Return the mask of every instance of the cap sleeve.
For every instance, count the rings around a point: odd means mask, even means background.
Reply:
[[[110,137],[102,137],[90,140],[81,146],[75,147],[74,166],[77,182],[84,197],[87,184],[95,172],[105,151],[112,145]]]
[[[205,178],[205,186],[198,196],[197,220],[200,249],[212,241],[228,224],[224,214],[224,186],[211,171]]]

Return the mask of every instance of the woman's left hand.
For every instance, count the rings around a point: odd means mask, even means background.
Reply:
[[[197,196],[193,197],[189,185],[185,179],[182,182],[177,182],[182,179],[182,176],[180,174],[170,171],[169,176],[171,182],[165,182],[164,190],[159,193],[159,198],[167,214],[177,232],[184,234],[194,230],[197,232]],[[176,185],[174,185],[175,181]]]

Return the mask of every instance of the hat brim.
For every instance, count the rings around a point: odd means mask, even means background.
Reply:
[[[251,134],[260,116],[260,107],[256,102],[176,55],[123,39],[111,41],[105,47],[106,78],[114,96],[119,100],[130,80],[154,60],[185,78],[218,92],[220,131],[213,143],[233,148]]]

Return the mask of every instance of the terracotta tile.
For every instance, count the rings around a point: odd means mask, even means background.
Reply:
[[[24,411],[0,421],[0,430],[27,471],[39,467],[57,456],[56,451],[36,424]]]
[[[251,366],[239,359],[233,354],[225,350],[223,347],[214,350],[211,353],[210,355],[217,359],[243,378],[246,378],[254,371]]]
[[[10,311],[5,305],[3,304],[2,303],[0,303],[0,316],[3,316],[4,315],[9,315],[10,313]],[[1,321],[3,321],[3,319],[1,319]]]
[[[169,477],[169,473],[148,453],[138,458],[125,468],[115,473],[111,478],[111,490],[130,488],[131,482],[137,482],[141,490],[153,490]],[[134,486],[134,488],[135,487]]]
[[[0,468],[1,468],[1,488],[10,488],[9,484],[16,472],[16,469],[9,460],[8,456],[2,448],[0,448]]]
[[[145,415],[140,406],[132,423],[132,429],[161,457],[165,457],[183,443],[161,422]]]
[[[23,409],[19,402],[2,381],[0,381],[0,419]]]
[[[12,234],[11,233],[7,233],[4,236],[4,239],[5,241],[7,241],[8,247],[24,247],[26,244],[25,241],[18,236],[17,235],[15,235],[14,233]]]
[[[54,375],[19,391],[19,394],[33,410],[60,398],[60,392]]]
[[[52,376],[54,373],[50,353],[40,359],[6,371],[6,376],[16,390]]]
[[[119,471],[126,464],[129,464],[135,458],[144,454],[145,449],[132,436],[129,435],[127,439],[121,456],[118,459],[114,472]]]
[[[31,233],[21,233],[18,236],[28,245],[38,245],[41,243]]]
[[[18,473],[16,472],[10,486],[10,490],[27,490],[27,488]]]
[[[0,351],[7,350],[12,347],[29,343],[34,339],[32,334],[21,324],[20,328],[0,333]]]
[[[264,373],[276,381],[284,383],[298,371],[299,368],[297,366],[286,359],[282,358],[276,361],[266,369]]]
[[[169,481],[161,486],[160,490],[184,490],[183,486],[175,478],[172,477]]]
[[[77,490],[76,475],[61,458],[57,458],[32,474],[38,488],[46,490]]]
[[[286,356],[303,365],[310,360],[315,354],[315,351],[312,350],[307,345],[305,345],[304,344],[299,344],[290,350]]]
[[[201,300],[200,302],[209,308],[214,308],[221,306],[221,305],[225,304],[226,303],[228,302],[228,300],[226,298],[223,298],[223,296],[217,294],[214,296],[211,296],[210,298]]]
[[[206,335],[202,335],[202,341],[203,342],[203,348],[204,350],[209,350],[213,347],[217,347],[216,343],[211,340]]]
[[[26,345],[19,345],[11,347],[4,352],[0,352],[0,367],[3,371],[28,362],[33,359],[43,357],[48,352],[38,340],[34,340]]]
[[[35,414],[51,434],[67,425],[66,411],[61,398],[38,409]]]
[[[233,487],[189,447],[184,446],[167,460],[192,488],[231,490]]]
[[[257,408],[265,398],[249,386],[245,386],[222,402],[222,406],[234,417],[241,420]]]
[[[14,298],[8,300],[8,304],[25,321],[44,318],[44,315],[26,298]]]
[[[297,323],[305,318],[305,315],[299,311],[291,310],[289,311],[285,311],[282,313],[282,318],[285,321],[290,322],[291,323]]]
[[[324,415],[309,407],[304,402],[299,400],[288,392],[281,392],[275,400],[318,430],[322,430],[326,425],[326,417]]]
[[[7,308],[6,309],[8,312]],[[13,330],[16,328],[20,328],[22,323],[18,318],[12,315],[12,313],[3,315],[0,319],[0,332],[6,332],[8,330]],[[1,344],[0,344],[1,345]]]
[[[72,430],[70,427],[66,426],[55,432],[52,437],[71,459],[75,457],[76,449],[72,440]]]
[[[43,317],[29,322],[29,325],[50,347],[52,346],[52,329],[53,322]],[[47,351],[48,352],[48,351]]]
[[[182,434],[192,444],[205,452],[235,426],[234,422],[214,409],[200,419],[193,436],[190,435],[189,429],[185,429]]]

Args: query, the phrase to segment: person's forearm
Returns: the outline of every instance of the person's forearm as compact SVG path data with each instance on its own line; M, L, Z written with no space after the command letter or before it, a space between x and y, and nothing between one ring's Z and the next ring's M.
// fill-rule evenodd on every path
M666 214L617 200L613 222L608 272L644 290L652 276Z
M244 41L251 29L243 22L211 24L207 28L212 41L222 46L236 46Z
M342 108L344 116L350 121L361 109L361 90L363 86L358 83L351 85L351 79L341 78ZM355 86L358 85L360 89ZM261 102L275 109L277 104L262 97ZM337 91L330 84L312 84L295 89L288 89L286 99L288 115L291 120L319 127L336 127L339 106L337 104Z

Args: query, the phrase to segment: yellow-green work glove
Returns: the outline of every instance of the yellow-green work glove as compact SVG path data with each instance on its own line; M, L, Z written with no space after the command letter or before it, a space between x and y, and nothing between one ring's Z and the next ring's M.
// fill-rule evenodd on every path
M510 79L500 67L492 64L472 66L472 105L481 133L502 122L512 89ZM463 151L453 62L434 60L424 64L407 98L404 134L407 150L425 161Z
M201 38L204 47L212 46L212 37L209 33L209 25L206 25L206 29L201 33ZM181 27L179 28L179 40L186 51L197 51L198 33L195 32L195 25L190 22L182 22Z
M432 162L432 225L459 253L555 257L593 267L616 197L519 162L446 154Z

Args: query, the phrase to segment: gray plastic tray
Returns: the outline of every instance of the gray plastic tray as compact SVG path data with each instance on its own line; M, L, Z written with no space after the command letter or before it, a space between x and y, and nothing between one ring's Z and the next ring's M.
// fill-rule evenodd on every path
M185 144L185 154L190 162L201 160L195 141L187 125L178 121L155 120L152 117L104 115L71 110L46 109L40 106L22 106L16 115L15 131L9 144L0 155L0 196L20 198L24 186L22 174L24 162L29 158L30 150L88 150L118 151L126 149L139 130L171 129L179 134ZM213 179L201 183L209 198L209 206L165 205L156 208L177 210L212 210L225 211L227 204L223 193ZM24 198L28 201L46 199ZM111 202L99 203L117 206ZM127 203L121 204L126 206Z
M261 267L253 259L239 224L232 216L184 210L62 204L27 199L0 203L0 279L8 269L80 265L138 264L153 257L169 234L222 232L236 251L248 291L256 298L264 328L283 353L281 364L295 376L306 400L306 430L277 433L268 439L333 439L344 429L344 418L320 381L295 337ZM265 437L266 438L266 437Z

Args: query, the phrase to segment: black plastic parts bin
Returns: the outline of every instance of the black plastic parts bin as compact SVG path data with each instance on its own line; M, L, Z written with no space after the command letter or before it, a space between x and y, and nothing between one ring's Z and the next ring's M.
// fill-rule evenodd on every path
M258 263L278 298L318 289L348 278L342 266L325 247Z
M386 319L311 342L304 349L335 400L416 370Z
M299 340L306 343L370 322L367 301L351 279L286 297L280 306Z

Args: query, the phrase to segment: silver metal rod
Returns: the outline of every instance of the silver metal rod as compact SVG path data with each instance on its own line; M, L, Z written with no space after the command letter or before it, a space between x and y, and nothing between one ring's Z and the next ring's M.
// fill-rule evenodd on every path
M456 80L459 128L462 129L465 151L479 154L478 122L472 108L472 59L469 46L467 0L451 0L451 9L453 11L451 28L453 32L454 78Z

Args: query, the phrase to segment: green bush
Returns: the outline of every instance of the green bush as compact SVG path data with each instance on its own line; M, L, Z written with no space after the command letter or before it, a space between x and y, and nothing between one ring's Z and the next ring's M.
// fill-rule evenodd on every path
○ ○ ○ ○ ○ ○ ○
> Aim of the exercise: Copy out the lines starting at the one containing "Args: query, the phrase to segment: person's" and ending at the one containing "M244 41L251 29L243", swapping every "forearm" for "lower arm" and leaving everything else as it is.

> Written response:
Args: query, the phrase to segment: person's lower arm
Returns: the outline of every instance of the person's lower arm as compact SVG path data with each instance on its own line; M, L, Z written with no space after the command letter or before it, a space between x and y, and nothing between one ring's Z and the next ring's M.
// fill-rule evenodd on every path
M666 214L617 200L613 222L608 272L644 290L652 276Z
M244 41L251 29L243 22L211 24L207 28L212 41L222 46L236 46Z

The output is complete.